══ EXTRACTED ENTRIES ══

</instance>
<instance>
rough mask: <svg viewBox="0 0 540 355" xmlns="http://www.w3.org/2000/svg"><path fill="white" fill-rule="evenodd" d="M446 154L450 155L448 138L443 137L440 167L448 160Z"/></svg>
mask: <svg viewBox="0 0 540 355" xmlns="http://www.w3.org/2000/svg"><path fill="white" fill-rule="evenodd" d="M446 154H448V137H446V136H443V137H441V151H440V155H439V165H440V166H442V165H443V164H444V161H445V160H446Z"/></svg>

═══
══ EXTRACTED ENTRIES ══

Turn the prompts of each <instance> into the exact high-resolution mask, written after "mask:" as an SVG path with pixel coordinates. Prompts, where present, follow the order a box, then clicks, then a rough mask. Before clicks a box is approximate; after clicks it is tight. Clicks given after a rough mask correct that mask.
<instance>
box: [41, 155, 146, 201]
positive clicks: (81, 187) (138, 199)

═══

### [PROBLEM STATEMENT]
Scan the listing above, and wherever a line holds the string "instance", copy that line.

### [RESULT]
</instance>
<instance>
Turn the prompts of each <instance> into the exact high-resolution mask, written after "mask:" as an SVG path with pixel coordinates. Prompts, where present, follow the order a box, then clicks, then a rough mask. Before clicks a box is approximate; after clicks it is tight. Clicks given after a rough mask correct that mask.
<instance>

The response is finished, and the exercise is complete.